• _EXERCISE_:
The records below are to be copied word for word, with every picture left out.

-- START RAW RECORDS --

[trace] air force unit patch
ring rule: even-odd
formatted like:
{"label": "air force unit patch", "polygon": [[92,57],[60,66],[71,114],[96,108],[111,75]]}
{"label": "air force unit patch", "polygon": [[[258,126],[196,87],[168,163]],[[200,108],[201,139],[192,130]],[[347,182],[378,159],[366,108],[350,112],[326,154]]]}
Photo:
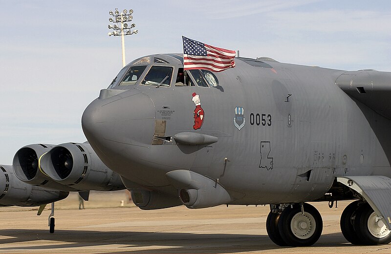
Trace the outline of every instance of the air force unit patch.
{"label": "air force unit patch", "polygon": [[244,109],[240,107],[235,108],[235,117],[234,117],[234,124],[239,131],[246,123],[244,118]]}

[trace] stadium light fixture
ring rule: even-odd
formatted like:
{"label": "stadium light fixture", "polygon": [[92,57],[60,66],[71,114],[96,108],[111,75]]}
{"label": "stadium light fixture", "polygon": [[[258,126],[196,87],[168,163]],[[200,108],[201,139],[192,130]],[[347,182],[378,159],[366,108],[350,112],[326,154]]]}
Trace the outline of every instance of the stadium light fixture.
{"label": "stadium light fixture", "polygon": [[125,61],[125,36],[130,35],[133,34],[137,34],[138,30],[131,30],[136,26],[135,24],[132,23],[129,25],[127,22],[130,22],[133,20],[133,17],[130,15],[133,13],[133,10],[131,9],[129,10],[129,15],[127,15],[128,13],[128,10],[125,9],[122,11],[122,12],[120,13],[117,8],[115,8],[115,10],[113,12],[112,11],[109,12],[109,14],[113,17],[113,18],[109,18],[109,21],[113,23],[121,23],[121,27],[119,27],[117,24],[114,24],[113,25],[109,25],[108,27],[109,29],[112,29],[112,32],[110,32],[108,33],[109,36],[121,36],[122,41],[122,65],[123,67],[126,65]]}

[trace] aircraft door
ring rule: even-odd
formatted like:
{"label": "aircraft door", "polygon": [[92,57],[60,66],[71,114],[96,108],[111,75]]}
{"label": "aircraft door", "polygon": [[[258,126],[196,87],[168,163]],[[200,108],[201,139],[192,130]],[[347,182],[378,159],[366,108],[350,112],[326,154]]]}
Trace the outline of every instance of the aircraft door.
{"label": "aircraft door", "polygon": [[206,146],[198,150],[192,169],[201,175],[207,175],[213,159],[213,152],[212,146]]}

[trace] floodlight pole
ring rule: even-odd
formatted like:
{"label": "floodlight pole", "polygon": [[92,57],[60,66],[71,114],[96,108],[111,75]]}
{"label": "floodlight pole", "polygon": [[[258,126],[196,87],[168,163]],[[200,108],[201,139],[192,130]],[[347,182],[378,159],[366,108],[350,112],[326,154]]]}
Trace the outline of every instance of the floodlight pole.
{"label": "floodlight pole", "polygon": [[121,13],[121,38],[122,40],[122,67],[125,67],[125,35],[124,34],[124,13]]}
{"label": "floodlight pole", "polygon": [[[126,65],[126,61],[125,60],[125,36],[126,35],[130,35],[133,34],[137,34],[138,31],[131,30],[131,28],[136,26],[134,23],[132,24],[130,26],[128,26],[127,22],[131,21],[133,19],[133,17],[131,14],[133,13],[133,10],[130,9],[129,10],[129,16],[128,14],[128,10],[124,10],[124,11],[120,14],[117,8],[115,8],[115,11],[113,12],[112,11],[110,11],[109,14],[113,17],[109,19],[109,21],[113,22],[114,25],[111,24],[109,25],[109,29],[113,29],[112,32],[109,33],[109,36],[121,36],[121,40],[122,42],[122,66],[125,67]],[[121,27],[119,27],[116,24],[121,22]]]}

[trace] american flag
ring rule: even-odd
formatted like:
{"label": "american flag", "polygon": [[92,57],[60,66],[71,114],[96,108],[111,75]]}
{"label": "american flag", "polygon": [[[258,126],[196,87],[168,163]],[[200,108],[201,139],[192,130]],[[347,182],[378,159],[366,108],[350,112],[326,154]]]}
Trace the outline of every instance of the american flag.
{"label": "american flag", "polygon": [[218,72],[235,67],[235,50],[214,47],[184,36],[182,39],[185,70],[201,69]]}

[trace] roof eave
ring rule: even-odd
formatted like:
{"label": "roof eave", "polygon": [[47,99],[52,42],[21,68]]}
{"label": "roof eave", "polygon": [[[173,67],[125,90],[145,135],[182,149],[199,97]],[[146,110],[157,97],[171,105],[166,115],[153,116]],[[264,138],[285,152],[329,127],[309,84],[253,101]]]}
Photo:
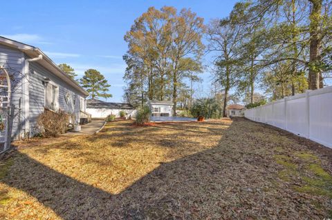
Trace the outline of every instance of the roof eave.
{"label": "roof eave", "polygon": [[[57,77],[64,80],[68,84],[76,88],[78,91],[81,92],[86,96],[89,96],[89,94],[81,86],[80,86],[77,82],[76,82],[73,79],[69,77],[67,74],[62,72],[60,70],[59,66],[57,66],[55,63],[54,63],[50,58],[49,58],[46,54],[44,54],[40,49],[38,48],[25,44],[21,42],[18,42],[0,36],[0,42],[1,44],[7,46],[8,47],[14,48],[18,49],[25,54],[28,54],[29,57],[38,57],[39,54],[43,56],[43,59],[37,61],[37,62],[42,66],[46,68],[48,70],[54,73]],[[46,63],[48,63],[47,65]]]}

-- END RAW RECORDS --

• _ANSWER FOR THIS EXERCISE_:
[trace] air force unit patch
ring rule: even-odd
formatted like:
{"label": "air force unit patch", "polygon": [[92,57],[60,66],[71,114],[96,108],[111,75]]}
{"label": "air force unit patch", "polygon": [[[258,126],[196,87],[168,163]],[[200,108],[201,139],[192,130]],[[347,182],[378,159],[366,108],[350,112],[326,154]]]}
Photo:
Trace the outline of every instance of the air force unit patch.
{"label": "air force unit patch", "polygon": [[244,109],[240,107],[235,108],[235,117],[234,117],[234,124],[239,131],[246,123],[244,118]]}

[trace] stadium light fixture
ring rule: even-odd
formatted like:
{"label": "stadium light fixture", "polygon": [[92,57],[60,66],[71,114],[96,108],[111,75]]}
{"label": "stadium light fixture", "polygon": [[[258,126],[196,87],[168,163]],[[200,108],[201,139],[192,130]],[[347,182],[378,159],[366,108],[350,112],[326,154]]]}
Trace the outline of every instance of the stadium light fixture.
{"label": "stadium light fixture", "polygon": [[125,61],[125,36],[130,35],[133,34],[137,34],[138,30],[131,30],[136,26],[135,24],[132,23],[129,25],[127,22],[130,22],[133,20],[133,17],[130,15],[133,13],[133,10],[131,9],[129,10],[129,15],[127,15],[128,13],[128,10],[125,9],[122,11],[122,12],[120,13],[117,8],[115,8],[115,10],[113,12],[112,11],[109,12],[109,14],[113,17],[113,18],[109,18],[109,21],[113,23],[121,23],[121,27],[119,27],[117,24],[114,24],[113,25],[109,25],[108,27],[109,29],[112,29],[112,32],[110,32],[108,33],[109,36],[121,36],[122,41],[122,65],[123,67],[126,65]]}

[trace] aircraft door
ring rule: even-odd
formatted like:
{"label": "aircraft door", "polygon": [[92,57],[60,66],[71,114],[96,108],[111,75]]}
{"label": "aircraft door", "polygon": [[[258,126],[196,87],[168,163]],[[200,108],[201,139],[192,130]],[[347,182],[378,159],[366,108],[350,112],[326,154]]]}
Trace the outline of every instance of the aircraft door.
{"label": "aircraft door", "polygon": [[206,146],[198,150],[192,169],[201,175],[207,175],[213,159],[213,152],[212,146]]}

[trace] floodlight pole
ring rule: even-odd
formatted like:
{"label": "floodlight pole", "polygon": [[92,57],[60,66],[71,114],[96,108],[111,75]]}
{"label": "floodlight pole", "polygon": [[[258,126],[196,87],[168,163]],[[200,108],[201,139],[192,130]],[[347,182],[378,159],[366,108],[350,112],[326,154]]]}
Trace the outline of every instance of the floodlight pole.
{"label": "floodlight pole", "polygon": [[121,13],[121,38],[122,40],[122,67],[125,67],[125,35],[124,34],[124,13]]}
{"label": "floodlight pole", "polygon": [[[126,65],[126,61],[125,60],[125,36],[126,35],[130,35],[133,34],[137,34],[138,31],[131,30],[131,28],[136,26],[134,23],[132,24],[130,26],[128,26],[127,22],[131,21],[133,19],[133,17],[131,14],[133,13],[133,10],[130,9],[129,10],[129,16],[128,14],[128,10],[124,10],[124,11],[120,14],[117,8],[115,8],[115,11],[113,12],[112,11],[110,11],[109,14],[113,17],[109,19],[109,21],[113,22],[114,25],[111,24],[109,25],[109,29],[113,29],[112,32],[109,33],[109,36],[121,36],[121,40],[122,42],[122,66],[125,67]],[[121,27],[119,27],[116,24],[121,22]]]}

[trace] american flag
ring rule: even-odd
formatted like:
{"label": "american flag", "polygon": [[92,57],[60,66],[71,114],[96,108],[111,75]]}
{"label": "american flag", "polygon": [[[258,126],[196,87],[168,163]],[[200,108],[201,139],[192,130]],[[347,182],[378,159],[366,108],[350,112],[326,154]]]}
Trace the outline of every instance of the american flag.
{"label": "american flag", "polygon": [[218,72],[235,67],[235,50],[214,47],[184,36],[182,39],[185,70],[201,69]]}

[trace] roof eave
ring rule: even-odd
formatted like:
{"label": "roof eave", "polygon": [[47,99],[52,42],[21,68]]}
{"label": "roof eave", "polygon": [[[173,67],[125,90],[145,135],[182,149],[199,97]],[[146,110],[157,97],[171,105],[166,115],[153,116]],[[264,138],[285,152],[329,127],[309,84],[253,101]]]}
Photo:
Trace the outline of every instance of the roof eave.
{"label": "roof eave", "polygon": [[[57,77],[64,80],[68,84],[76,88],[78,91],[81,92],[86,96],[89,96],[89,94],[81,86],[80,86],[77,82],[76,82],[73,79],[69,77],[67,74],[62,72],[60,70],[59,66],[57,66],[55,63],[54,63],[50,58],[49,58],[46,54],[44,54],[40,49],[38,48],[25,44],[21,42],[18,42],[0,36],[0,42],[1,44],[7,46],[8,47],[14,48],[18,49],[25,54],[28,54],[29,57],[38,57],[39,54],[43,56],[43,59],[37,61],[37,62],[42,66],[46,68],[48,70],[54,73]],[[46,63],[48,63],[47,65]]]}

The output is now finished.